▸ Written instruction:
Convert every line of the entries below into a JSON array of strings, one string per line, leaving out blank lines.

Bounding-box entries:
########################################

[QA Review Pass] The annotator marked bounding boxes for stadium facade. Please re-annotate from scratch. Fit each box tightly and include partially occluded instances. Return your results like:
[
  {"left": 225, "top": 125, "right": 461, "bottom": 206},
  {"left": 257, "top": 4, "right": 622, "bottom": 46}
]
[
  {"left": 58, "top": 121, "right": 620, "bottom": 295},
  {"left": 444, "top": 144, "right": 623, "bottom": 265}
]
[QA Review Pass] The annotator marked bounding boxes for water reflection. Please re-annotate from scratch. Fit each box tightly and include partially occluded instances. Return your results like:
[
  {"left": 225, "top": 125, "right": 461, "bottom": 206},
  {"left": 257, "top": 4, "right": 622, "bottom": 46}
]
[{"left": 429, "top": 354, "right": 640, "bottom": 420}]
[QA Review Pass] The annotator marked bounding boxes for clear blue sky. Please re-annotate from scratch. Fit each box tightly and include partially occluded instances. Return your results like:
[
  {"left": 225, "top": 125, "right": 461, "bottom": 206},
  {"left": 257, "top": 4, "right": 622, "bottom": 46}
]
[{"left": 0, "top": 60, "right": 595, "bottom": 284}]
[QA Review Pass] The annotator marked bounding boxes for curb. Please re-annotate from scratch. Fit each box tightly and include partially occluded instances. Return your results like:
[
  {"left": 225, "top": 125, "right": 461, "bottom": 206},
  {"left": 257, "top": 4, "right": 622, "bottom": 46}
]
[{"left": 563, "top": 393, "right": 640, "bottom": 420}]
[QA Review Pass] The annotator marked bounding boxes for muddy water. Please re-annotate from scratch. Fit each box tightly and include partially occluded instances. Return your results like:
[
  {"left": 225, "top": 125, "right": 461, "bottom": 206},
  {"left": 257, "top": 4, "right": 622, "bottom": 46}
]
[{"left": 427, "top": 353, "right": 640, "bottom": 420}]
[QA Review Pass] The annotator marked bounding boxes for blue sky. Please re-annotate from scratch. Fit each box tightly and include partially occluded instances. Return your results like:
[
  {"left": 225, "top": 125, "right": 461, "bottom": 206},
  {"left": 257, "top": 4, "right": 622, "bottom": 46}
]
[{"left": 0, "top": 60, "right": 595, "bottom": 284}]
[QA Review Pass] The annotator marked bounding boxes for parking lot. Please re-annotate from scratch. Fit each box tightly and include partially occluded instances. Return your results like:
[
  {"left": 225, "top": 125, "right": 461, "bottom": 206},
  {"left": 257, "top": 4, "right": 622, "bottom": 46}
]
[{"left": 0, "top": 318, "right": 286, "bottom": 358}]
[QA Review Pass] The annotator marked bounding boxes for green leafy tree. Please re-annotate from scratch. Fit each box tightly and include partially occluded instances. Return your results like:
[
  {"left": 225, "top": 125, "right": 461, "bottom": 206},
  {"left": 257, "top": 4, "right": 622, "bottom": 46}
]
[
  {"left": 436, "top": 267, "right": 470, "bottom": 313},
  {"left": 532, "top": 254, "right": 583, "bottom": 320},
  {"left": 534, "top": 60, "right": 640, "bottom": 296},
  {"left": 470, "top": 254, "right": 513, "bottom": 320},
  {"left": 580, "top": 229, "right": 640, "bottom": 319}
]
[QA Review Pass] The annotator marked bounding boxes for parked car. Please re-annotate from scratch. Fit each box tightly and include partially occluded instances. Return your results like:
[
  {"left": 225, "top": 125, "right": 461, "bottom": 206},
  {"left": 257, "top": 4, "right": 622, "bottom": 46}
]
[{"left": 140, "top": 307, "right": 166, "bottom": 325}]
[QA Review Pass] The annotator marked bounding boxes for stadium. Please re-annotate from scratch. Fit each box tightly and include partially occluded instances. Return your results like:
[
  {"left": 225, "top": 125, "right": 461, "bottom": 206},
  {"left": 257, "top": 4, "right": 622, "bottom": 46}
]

########################################

▸ Correct answer:
[
  "[QA Review Pass] The annotator marked bounding boxes for stadium facade. Please re-annotate from scratch. Fit each box tightly and include partially occluded instances. Return your results like:",
  "[",
  "  {\"left\": 225, \"top\": 125, \"right\": 461, \"bottom\": 206},",
  "  {\"left\": 257, \"top\": 4, \"right\": 622, \"bottom\": 46}",
  "]",
  "[",
  "  {\"left\": 58, \"top\": 121, \"right\": 620, \"bottom\": 295},",
  "  {\"left\": 444, \"top\": 144, \"right\": 623, \"bottom\": 265}",
  "]",
  "[QA Review Pass] The annotator marked bounding boxes for water reflection. Please re-annotate from scratch. Fit each box tightly and include partially occluded instances. Return your results like:",
  "[",
  "  {\"left\": 225, \"top\": 125, \"right\": 461, \"bottom\": 206},",
  "  {\"left\": 257, \"top\": 4, \"right\": 622, \"bottom\": 46}",
  "]",
  "[{\"left\": 429, \"top\": 354, \"right\": 640, \"bottom\": 420}]",
  "[QA Review Pass] The annotator marked bounding boxes for clear blue sky. Please re-annotate from scratch. Fit each box tightly and include partially occluded instances. Return your results like:",
  "[",
  "  {\"left\": 225, \"top\": 125, \"right\": 461, \"bottom\": 206},",
  "  {\"left\": 257, \"top\": 4, \"right\": 622, \"bottom\": 46}",
  "]",
  "[{\"left\": 0, \"top\": 60, \"right\": 595, \"bottom\": 284}]",
  "[QA Review Pass] The annotator marked bounding boxes for curb. Please re-annotate from scratch. Fit each box tightly and include partially occluded instances. Return your results like:",
  "[",
  "  {\"left\": 225, \"top\": 125, \"right\": 461, \"bottom\": 206},",
  "  {\"left\": 257, \"top\": 4, \"right\": 622, \"bottom\": 46}",
  "]",
  "[{\"left\": 563, \"top\": 393, \"right\": 640, \"bottom\": 420}]",
  "[QA Review Pass] The annotator marked bounding boxes for muddy water. Please re-annotate from scratch. Fit each box tightly and include partially occluded instances. Return your results like:",
  "[",
  "  {\"left\": 225, \"top\": 125, \"right\": 461, \"bottom\": 206},",
  "  {\"left\": 257, \"top\": 4, \"right\": 622, \"bottom\": 46}",
  "]",
  "[{\"left\": 427, \"top\": 353, \"right\": 640, \"bottom\": 420}]",
  "[QA Review Pass] The annotator marked bounding boxes for blue sky. Please re-annotate from scratch. Fit each box tightly and include partially occluded instances. Return your results like:",
  "[",
  "  {\"left\": 225, \"top\": 125, \"right\": 461, \"bottom\": 206},",
  "  {\"left\": 257, \"top\": 4, \"right\": 622, \"bottom\": 46}",
  "]",
  "[{\"left\": 0, \"top\": 60, \"right\": 595, \"bottom\": 284}]",
  "[QA Review Pass] The annotator marked bounding boxes for parking lot. Please re-annotate from scratch. Fit each box tightly and include partially occluded instances. Return your results like:",
  "[",
  "  {\"left\": 225, \"top\": 125, \"right\": 461, \"bottom\": 206},",
  "  {\"left\": 257, \"top\": 4, \"right\": 622, \"bottom\": 46}",
  "]",
  "[{\"left\": 0, \"top\": 318, \"right\": 286, \"bottom\": 358}]",
  "[QA Review Pass] The annotator marked bounding boxes for green leafy tree. Please re-annotate from scratch. Fit each box tightly and include partially occluded instances. Return your results like:",
  "[",
  "  {\"left\": 225, \"top\": 125, \"right\": 461, \"bottom\": 206},",
  "  {\"left\": 257, \"top\": 4, \"right\": 622, \"bottom\": 46}",
  "]",
  "[",
  "  {\"left\": 436, \"top\": 267, \"right\": 470, \"bottom\": 313},",
  "  {\"left\": 532, \"top\": 254, \"right\": 583, \"bottom\": 320},",
  "  {\"left\": 534, \"top\": 60, \"right\": 640, \"bottom\": 296},",
  "  {\"left\": 470, \"top\": 254, \"right\": 513, \"bottom\": 320},",
  "  {\"left\": 580, \"top\": 229, \"right\": 640, \"bottom\": 319}",
  "]",
  "[QA Review Pass] The annotator marked bounding boxes for parked car. Please re-annotate from scratch. Fit each box tightly and include partially occluded instances. Return your results like:",
  "[",
  "  {\"left\": 225, \"top\": 125, \"right\": 461, \"bottom\": 206},",
  "  {\"left\": 257, \"top\": 4, \"right\": 622, \"bottom\": 46}",
  "]",
  "[{\"left\": 140, \"top\": 307, \"right\": 166, \"bottom\": 325}]",
  "[QA Review Pass] The annotator marked bounding boxes for stadium. Please re-annotate from scratch. Fit each box tightly and include partially occluded instances. Return your results like:",
  "[",
  "  {\"left\": 225, \"top\": 125, \"right\": 461, \"bottom\": 206},",
  "  {\"left\": 257, \"top\": 4, \"right\": 622, \"bottom\": 46}",
  "]"
]